→ **TASK REQUIREMENTS**: Leaving every image behind, reproduce the records word for word.

-- -- --

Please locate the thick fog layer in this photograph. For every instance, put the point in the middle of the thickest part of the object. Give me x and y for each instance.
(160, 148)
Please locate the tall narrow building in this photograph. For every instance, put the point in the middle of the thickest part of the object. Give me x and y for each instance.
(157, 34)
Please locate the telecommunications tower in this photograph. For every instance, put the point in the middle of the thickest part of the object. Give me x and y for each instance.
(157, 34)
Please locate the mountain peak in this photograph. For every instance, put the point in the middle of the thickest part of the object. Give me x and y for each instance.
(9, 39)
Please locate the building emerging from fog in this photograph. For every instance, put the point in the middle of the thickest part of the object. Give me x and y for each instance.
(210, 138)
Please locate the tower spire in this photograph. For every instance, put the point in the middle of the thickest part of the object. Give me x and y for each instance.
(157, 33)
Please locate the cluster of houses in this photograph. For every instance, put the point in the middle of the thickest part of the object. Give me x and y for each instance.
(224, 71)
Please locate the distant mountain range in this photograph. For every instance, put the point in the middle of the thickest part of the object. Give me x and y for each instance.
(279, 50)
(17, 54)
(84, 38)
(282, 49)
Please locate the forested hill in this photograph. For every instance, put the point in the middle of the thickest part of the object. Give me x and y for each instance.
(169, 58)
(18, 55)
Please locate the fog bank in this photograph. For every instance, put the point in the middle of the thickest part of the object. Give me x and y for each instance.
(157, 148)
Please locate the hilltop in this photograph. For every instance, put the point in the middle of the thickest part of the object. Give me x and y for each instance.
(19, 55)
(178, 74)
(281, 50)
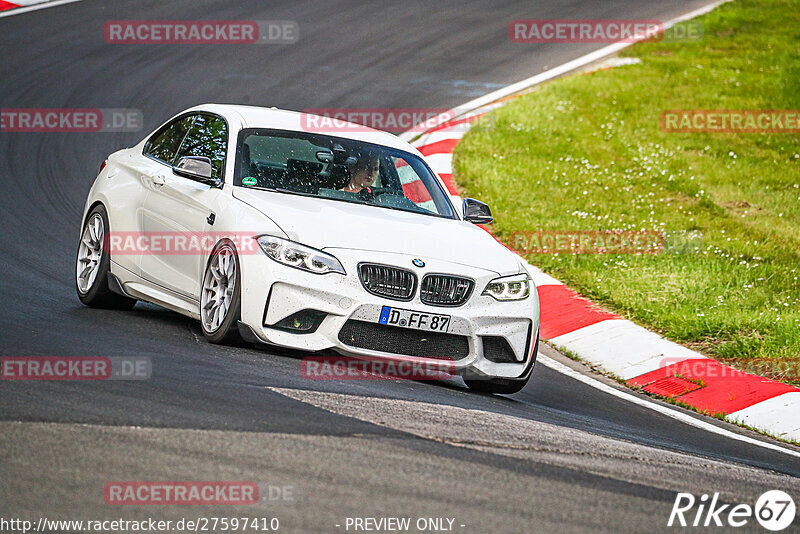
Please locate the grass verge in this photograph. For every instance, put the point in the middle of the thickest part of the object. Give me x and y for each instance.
(586, 152)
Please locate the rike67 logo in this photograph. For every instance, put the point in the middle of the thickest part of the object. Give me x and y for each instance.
(774, 510)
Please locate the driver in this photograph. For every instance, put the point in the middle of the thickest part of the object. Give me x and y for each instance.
(363, 173)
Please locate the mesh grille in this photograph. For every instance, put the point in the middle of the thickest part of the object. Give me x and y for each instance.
(496, 349)
(405, 341)
(445, 290)
(389, 282)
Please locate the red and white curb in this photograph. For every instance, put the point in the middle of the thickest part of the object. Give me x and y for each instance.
(23, 6)
(615, 345)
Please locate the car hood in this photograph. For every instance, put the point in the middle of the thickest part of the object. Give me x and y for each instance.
(327, 224)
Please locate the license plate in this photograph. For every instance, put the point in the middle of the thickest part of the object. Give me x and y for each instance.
(411, 319)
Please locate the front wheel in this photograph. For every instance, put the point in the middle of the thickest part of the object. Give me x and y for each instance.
(220, 300)
(93, 265)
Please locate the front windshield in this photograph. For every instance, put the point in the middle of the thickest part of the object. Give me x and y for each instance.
(338, 169)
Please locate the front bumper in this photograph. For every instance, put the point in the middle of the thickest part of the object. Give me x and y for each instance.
(272, 292)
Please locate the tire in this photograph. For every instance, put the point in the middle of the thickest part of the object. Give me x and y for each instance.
(93, 265)
(505, 386)
(221, 304)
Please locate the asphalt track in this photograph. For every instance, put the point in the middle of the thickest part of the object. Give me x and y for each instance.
(558, 455)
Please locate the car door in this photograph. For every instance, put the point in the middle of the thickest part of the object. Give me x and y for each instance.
(133, 175)
(178, 209)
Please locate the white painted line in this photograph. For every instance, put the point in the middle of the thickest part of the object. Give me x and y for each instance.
(624, 348)
(660, 408)
(21, 10)
(779, 416)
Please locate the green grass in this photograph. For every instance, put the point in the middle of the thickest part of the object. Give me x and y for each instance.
(586, 152)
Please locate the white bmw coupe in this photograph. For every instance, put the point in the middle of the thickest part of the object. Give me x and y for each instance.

-- -- --

→ **SOLUTION TO THIS TASK**:
Please locate the thick fog layer in this photograph. For every instance, put the point in the middle of the thickest part of the object. Give me x and y for each instance.
(160, 148)
Please locate the tall narrow building in this photograph. For every instance, put the point in the middle of the thickest part of the object. Give me x and y for each instance.
(157, 34)
Please locate the telecommunications tower in this photograph. For every instance, put the point in the middle of the thickest part of the object. Give me x and y for each instance.
(157, 34)
Please locate the mountain peak in this photograph. For every instance, put the point in the middle of the thickest part of the object. Give me x and y for each instance.
(9, 39)
Please locate the building emerging from fog in this photograph. For every instance, put the point in the middle of the thickest part of the object. Give me x and y for each instance.
(210, 138)
Please locate the tower spire in this photograph. For every instance, put the point in the middle of the thickest part of the object. Give me x and y for each instance.
(157, 33)
Please locate the cluster of houses in this photograph. For every instance, put the point in the middle of the thickest part of the object. Give me x and y for each instance.
(224, 71)
Please locate the distant mountain range in this photograph. For every instance, put the point in the middle of the thickest part of the object. Give me x and y for each instance.
(279, 50)
(17, 54)
(84, 38)
(282, 49)
Please locate the forested hill in this photograph. For every instance, put the point in the middle of the thickest part of the object. Give me x and y for each instance.
(169, 58)
(18, 55)
Please locate the fog bank in this photograph. For every instance, put the point in the middle of the thickest part of the object. Give me x and y for each instance.
(157, 148)
Please locate the hilltop in this photograph. For every instance, put the point in the middle of the thickest part of the object. Give me x and y for each instance.
(19, 55)
(178, 74)
(281, 50)
Please locate the grass verge in this photograph. For every instance, put the point in the middle of the thickest part of the object. Give me x and y for each instance.
(586, 152)
Please locate the rike67 logo in this photograph. For every instance, put the point in the middle of the thickest part of the object. Give me x and y for each instance.
(774, 510)
Please locate the driver in this photograph. For every instance, put the point in the middle of the thickest part of the object. Give me x and y for each instance.
(363, 173)
Please locate the mesh grille in this photograph. For every instance, put the point in the middle of the thickest part of the object. Give me x and y for each instance.
(496, 349)
(405, 341)
(445, 290)
(389, 282)
Please locate the red and white curb in this photograph. For every instance, put the point in the middle of the thickest part of the object. Give me x and y for each instance.
(23, 6)
(615, 345)
Please locate the car hood in this photograph. For every instance, put the point in the middle of the thickest part of the object. Give me x and y for each instance.
(327, 224)
Please locate the license plate in this photograph. For every instance, put the point in the middle of the thickest part of the object. Give me x and y for each instance.
(411, 319)
Please locate the front wheel in this photograph. For every instance, put the point in the middle of the thickest part of the object. Give me x and y for each instance.
(220, 300)
(93, 265)
Please locate the front windshield in this photograph. For every instance, put the point in the middle of the thickest part of the object. Give me x and y for each instance.
(338, 169)
Please locate the front bumper in this photograph. For every instance, put the point in the middle of the thickest part of the object. Give me x and y for each instance.
(272, 292)
Please locate the tire in this photograph. For every instance, put the point in the middle of the thickest part of the object. Give me x and y for each instance.
(93, 265)
(505, 386)
(221, 304)
Please locate the asphalt track in this photograph. For every instance, put the point in the middle of the thickest part of the object. Give me x and y for each instance.
(558, 455)
Please locate the car door in this photograph. For every instance, put the point in the middle of the thickest part of the object. Give me x and y for each instance.
(133, 175)
(178, 209)
Please locate the white painted line in this photograph. For every instance, put the point in the middle of the thickest part of the object. Give me x and y for each instance.
(624, 348)
(660, 408)
(21, 10)
(779, 416)
Please locate the green grass in this photograph. For every instance, put the point in the middle of the thickest part of the object. Give me x and y for each instance.
(586, 152)
Please locate the white bmw coupe in this photograph. For every instance, put the point in the middle of the thickest part of the object. Give me x and y for each instance.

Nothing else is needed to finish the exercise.